- **課題**:
A. Ploneの移行に関する文章によると、Ploneに移行したのは何年何月何日ですか。
B. Ploneの移行に関する文章の続きを、最後の文の後から同じ文体で書き進めなさい。

- **引用文**:
◆ ◆ ◆ ◆
移行予定は今月末か来月頭です。今までのコンテンツは同じURLでアクセスできるようにします。コンテンツのコンバートはせず、スタティックファイルとしてアクセスできるようにします。
最近、世の中でWordPressの寡占が進んでいる気がして、果たしてありえるえりあが寡占の一端を担っていいのかと自問することもありましたが、ごめんなさい、もう面倒なことは嫌です、世間に流されることにします。
Ploneに移行したのは、2005年12月23日です。
移行当時の印象を書いた記事が次のふたつです。
- http://dev.ariel-networks.com/Members/inoue/plone-impression1
- http://dev.ariel-networks.com/Members/inoue/plone-impression2
5年間Ploneを使いました。使い始めた当初は使い慣れないというだけでソフトウェアを貶めるのは良くないと思い、記事も遠慮がありました。5年間も使ったのだからもう言ってもいいと思います。はっきり言います。Ploneは他人には勧められません。
◆ ◆ ◆ ◆
注釈付き座標の記録:
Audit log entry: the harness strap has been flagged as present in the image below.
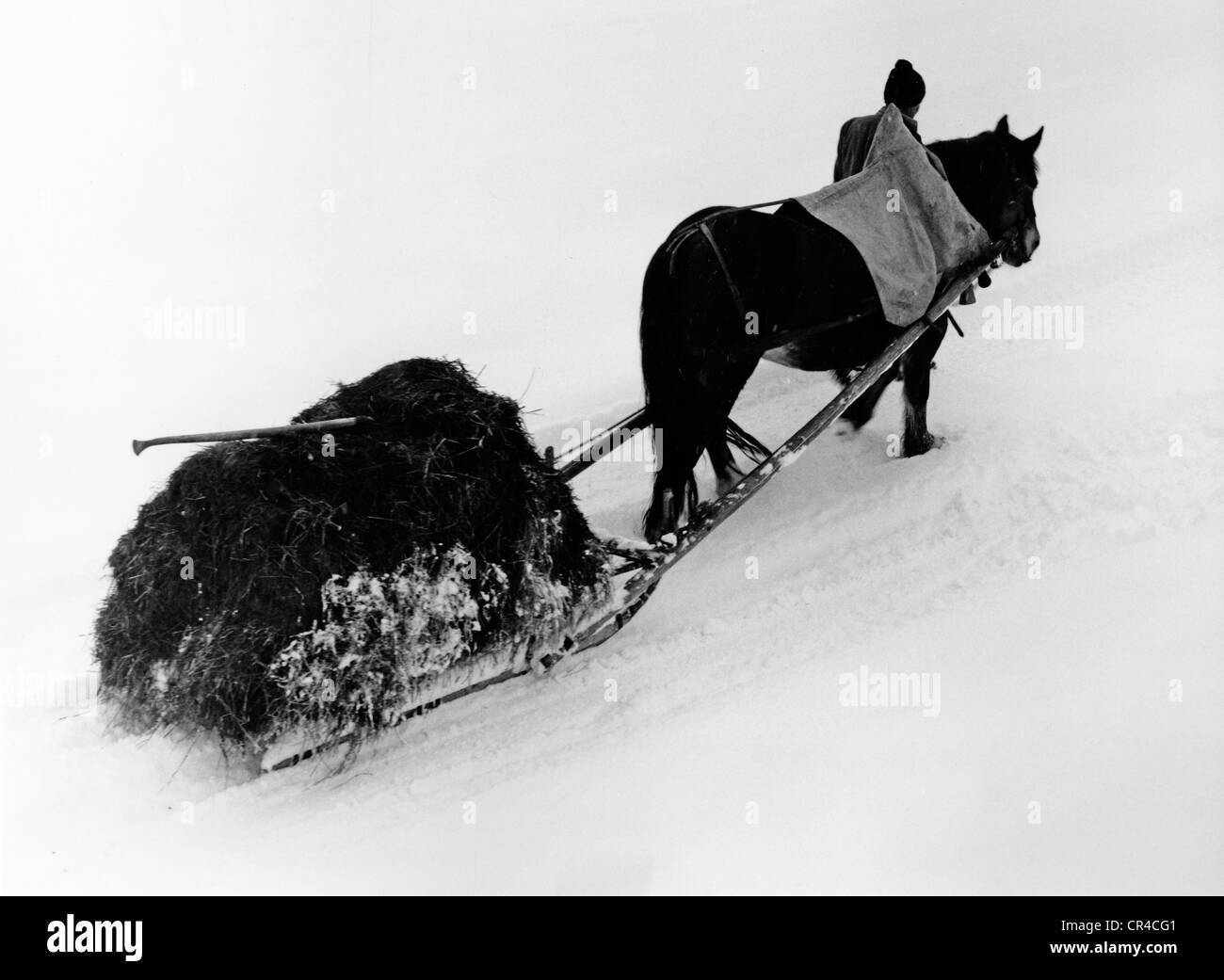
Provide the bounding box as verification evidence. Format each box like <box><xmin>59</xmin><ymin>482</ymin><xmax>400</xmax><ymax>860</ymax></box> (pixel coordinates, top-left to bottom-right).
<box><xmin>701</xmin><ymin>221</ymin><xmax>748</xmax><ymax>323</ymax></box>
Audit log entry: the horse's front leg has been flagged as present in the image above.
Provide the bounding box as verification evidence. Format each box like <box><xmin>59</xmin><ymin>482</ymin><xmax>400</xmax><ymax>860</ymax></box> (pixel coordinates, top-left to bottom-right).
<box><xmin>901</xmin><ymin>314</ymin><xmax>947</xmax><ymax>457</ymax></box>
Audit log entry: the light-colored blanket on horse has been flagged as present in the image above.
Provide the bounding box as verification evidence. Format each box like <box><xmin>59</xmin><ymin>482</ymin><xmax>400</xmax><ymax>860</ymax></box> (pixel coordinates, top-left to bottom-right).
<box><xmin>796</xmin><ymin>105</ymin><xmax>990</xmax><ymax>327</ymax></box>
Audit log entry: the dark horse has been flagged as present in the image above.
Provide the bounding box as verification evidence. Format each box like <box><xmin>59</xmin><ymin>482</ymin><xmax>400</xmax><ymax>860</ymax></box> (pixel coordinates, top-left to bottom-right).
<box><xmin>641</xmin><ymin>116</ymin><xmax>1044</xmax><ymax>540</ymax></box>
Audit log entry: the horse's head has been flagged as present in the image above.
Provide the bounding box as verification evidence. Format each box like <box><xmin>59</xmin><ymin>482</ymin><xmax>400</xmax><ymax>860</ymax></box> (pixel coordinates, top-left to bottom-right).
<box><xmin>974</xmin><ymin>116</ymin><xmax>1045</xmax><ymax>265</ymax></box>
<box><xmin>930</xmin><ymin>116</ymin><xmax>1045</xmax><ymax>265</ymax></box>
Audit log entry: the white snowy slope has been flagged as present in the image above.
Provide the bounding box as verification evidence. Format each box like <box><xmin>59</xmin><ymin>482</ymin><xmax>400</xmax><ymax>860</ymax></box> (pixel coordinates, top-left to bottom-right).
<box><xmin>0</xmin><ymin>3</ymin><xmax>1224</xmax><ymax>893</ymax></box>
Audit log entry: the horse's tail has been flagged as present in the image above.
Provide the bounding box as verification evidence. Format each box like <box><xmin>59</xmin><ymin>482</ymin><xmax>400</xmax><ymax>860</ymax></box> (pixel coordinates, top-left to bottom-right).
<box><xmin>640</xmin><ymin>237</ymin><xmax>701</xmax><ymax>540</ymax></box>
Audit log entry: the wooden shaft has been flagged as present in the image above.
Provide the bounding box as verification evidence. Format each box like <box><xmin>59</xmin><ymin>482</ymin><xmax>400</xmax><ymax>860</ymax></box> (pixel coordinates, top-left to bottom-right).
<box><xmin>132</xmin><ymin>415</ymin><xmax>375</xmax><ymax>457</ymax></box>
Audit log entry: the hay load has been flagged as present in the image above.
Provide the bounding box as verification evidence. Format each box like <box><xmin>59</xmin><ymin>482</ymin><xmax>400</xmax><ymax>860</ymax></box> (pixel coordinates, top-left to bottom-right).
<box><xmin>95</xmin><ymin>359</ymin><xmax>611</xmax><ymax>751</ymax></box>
◆ ◆ ◆ ◆
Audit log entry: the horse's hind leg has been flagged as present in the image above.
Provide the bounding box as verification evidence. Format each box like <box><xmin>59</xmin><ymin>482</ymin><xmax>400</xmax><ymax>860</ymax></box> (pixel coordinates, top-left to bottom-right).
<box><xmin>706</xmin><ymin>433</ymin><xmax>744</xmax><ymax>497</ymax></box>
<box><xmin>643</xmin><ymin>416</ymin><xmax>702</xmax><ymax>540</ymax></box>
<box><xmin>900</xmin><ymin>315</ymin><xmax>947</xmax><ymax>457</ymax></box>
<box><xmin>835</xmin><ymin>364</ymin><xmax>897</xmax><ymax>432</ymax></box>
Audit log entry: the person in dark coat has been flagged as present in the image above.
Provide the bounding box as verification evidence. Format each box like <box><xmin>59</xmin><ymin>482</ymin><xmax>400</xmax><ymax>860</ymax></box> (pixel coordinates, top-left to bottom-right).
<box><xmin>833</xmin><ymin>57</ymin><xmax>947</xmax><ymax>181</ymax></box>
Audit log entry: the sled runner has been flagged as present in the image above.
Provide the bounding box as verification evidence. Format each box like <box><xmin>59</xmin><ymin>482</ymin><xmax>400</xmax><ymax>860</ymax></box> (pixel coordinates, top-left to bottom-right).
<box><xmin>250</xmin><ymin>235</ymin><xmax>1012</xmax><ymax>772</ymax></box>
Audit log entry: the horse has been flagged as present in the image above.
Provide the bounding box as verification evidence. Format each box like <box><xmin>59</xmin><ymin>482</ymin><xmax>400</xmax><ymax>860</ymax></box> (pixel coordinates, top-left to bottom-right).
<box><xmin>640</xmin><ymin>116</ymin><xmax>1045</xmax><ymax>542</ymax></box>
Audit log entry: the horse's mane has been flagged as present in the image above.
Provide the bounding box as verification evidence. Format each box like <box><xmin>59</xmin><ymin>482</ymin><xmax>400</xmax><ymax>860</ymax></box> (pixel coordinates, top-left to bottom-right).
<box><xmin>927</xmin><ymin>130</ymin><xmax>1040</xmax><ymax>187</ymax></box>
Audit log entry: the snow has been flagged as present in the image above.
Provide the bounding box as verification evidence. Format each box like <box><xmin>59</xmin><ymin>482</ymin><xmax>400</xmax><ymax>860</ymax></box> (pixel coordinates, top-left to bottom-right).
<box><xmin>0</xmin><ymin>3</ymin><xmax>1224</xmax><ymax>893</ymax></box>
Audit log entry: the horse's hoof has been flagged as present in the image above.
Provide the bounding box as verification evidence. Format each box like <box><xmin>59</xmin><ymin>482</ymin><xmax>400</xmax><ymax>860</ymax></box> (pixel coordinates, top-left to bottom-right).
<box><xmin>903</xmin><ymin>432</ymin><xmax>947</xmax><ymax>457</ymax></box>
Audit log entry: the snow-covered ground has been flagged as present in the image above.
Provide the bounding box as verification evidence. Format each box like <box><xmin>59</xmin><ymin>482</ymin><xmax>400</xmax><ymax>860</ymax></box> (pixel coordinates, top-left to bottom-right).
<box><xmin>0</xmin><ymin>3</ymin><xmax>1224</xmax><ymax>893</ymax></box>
◆ ◆ ◆ ◆
- **各課題の解答**:
A. Ploneに移行したのは2005年12月23日です。

B.
まず動作が重いです。文書の更新が重いだけならともかく参照も重いです。少しアクセスが集中しただけでCPUが100%近くに張り付きました。
ただ最も他人に勧められないと思う点はユーザビリティです。たとえば下の操作画面で、一覧選択にチェックを入れて、画面右上のアクションメニューから"delete"を選択すると何が起きるでしょう。
一覧の選択とは無関係に、画面で今見ているフォルダ相当のものが消えるのが答えです。
これでも内部アーキテクチャに狂いはありません。RESTの用語を使うと、アクションメニューの操作対象はコレクションリソースです。右上のアクションメニューの操作は一貫して、今画面に現れているリソースへの操作です。動作は合理的で一貫しています。美しいとすら言えます。ぼくがPloneの作り手だったら、何の問題がありますか?、と開き直りそうです。
要はPloneのユーザビリティを考えている人はぼくみたいな人間です。悲しいことにだからダメです。
ユーザビリティには合理性や一貫性よりも慣習が大事なことがあるようです。一覧選択から選択操作をして"delete"を選べば、選択対象の削除を期待するのが人情です。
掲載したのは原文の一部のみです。